▸ WAS VERLANGT WIRD
Übernimm sämtliche folgenden Zeilen wortgetreu und ohne Änderung. Lass dabei nur die Bilder weg.

▸ BEREITGESTELLTE ZEILEN

■ ■ ■ ■ ■

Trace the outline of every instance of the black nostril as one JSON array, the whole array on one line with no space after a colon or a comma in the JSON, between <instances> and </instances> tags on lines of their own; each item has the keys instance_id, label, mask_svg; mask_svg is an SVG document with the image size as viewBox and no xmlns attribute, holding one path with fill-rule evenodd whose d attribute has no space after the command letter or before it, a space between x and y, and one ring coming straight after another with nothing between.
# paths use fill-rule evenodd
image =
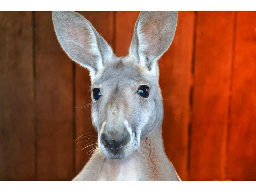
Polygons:
<instances>
[{"instance_id":1,"label":"black nostril","mask_svg":"<svg viewBox=\"0 0 256 192\"><path fill-rule=\"evenodd\" d=\"M102 133L101 141L105 147L112 151L116 151L123 148L130 140L130 136L128 132L125 132L114 139Z\"/></svg>"}]
</instances>

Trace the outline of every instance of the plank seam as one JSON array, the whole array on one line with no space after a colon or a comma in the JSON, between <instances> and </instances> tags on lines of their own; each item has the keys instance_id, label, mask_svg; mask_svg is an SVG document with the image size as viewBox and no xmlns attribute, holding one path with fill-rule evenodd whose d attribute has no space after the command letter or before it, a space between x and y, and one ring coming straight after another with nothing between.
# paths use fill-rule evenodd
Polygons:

■ ■ ■ ■ ■

▸ DIE LÖSUNG
Trace the outline of every instance of the black nostril as one JSON array, the whole array on one line with no space after a colon or a comma in the JSON, between <instances> and </instances> tags on lines of their own; each item has the keys instance_id, label, mask_svg; mask_svg is an SVG document with the image size as viewBox and no xmlns attribute, holding one path with fill-rule evenodd whose d attribute has no space after the command letter or before it, a space between x and y, and one ring coming straight after another with nothing between.
# paths use fill-rule evenodd
image =
Polygons:
<instances>
[{"instance_id":1,"label":"black nostril","mask_svg":"<svg viewBox=\"0 0 256 192\"><path fill-rule=\"evenodd\" d=\"M102 133L101 141L105 147L112 151L116 151L123 148L130 140L130 136L128 132L125 132L114 139Z\"/></svg>"}]
</instances>

Trace the outline of every instance of the plank seam as one JSON array, the whole array on one line with no space after a colon or a comma in the JSON, between <instances> and </instances> tags on lines of their own; each item has the keys instance_id, label, mask_svg; mask_svg is an SVG document with the image size as viewBox and no xmlns attribute, holding one path with fill-rule evenodd whose d attribute has no space after the command letter or before it, a space between x and y, and one ring coming straight after another with nothing between.
# paths use fill-rule evenodd
Polygons:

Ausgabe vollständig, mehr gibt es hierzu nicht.